===== Extracted material =====

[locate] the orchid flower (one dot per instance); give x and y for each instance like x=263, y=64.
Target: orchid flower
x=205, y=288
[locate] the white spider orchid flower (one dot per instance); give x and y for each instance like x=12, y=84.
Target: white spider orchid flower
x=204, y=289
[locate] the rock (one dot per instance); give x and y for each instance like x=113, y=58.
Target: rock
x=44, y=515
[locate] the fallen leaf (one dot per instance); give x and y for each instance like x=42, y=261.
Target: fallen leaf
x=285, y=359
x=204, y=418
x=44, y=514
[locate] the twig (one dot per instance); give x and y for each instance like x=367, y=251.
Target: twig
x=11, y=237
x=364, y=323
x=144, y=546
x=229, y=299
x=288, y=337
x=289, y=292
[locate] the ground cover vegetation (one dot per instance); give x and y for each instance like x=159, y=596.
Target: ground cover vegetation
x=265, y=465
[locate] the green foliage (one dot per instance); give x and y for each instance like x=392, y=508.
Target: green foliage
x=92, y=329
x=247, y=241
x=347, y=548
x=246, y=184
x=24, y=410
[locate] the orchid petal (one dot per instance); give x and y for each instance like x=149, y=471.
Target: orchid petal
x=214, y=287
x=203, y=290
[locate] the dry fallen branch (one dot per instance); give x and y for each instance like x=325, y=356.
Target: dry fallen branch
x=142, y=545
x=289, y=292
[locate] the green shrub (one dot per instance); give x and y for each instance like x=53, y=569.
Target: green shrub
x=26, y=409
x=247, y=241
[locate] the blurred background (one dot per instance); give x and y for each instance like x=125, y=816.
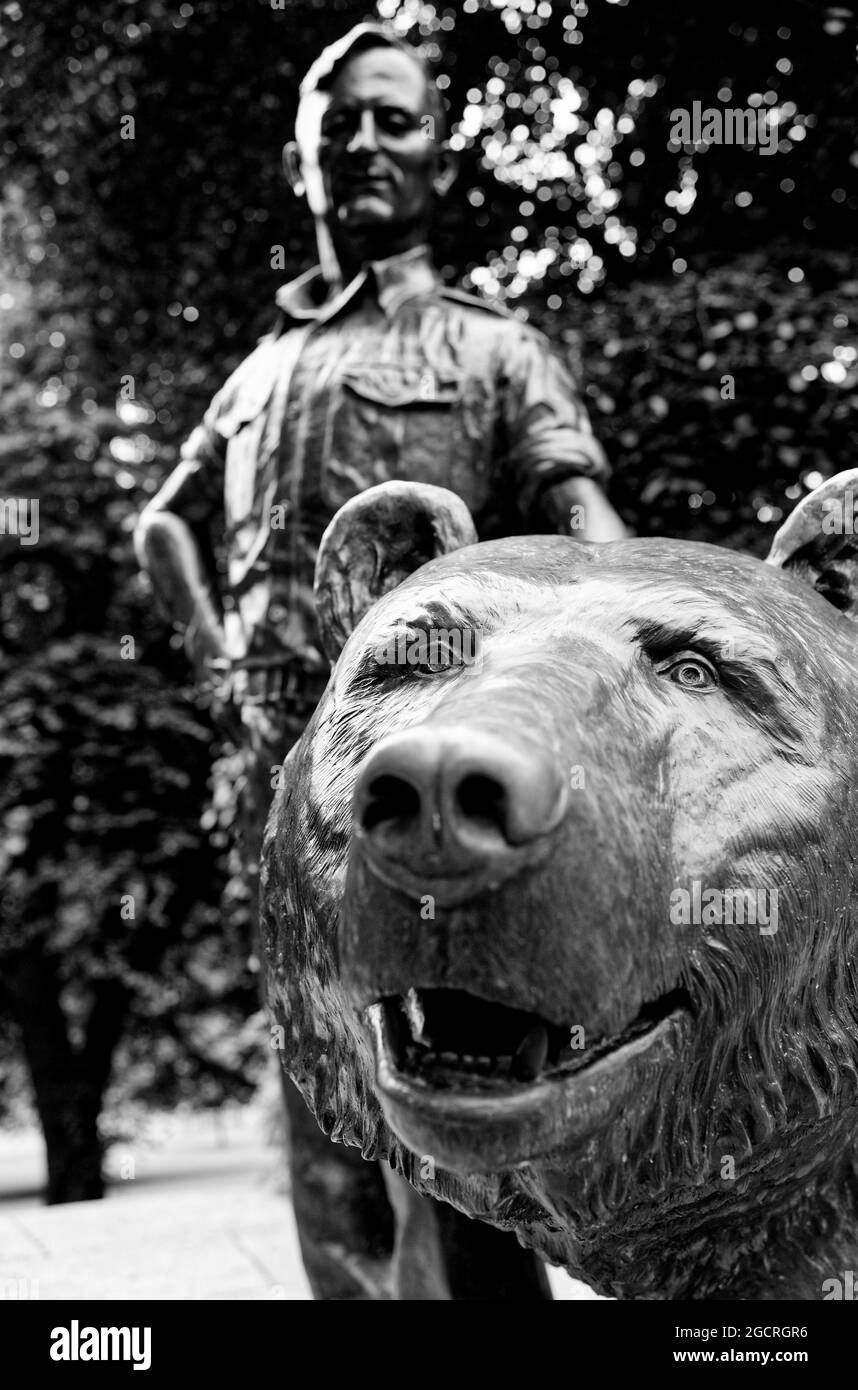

=====

* [Description of the task] Please rewrite the lines from the one containing "[locate] the orchid petal" through the last line of the items, including both ends and the item wording. Scale every x and y coordinate in the answers by 0.8, rounding to whole numbers with halves rounded up, and leave out the pictures.

* [Written solution]
[locate] the orchid petal (one dot per instance); give x and y for each instance like x=149, y=471.
Target: orchid petal
x=171, y=230
x=162, y=232
[locate] the dry fallen branch (one dot per instance); give x and y for each instance like x=325, y=356.
Target: dry fallen branch
x=114, y=436
x=231, y=234
[locate] the green shrub (one dot per instance); give x and y for each instance like x=53, y=569.
Target: green shrub
x=21, y=327
x=198, y=193
[locate] the blurred background (one dot per instance); give x and y for each instance like x=125, y=816.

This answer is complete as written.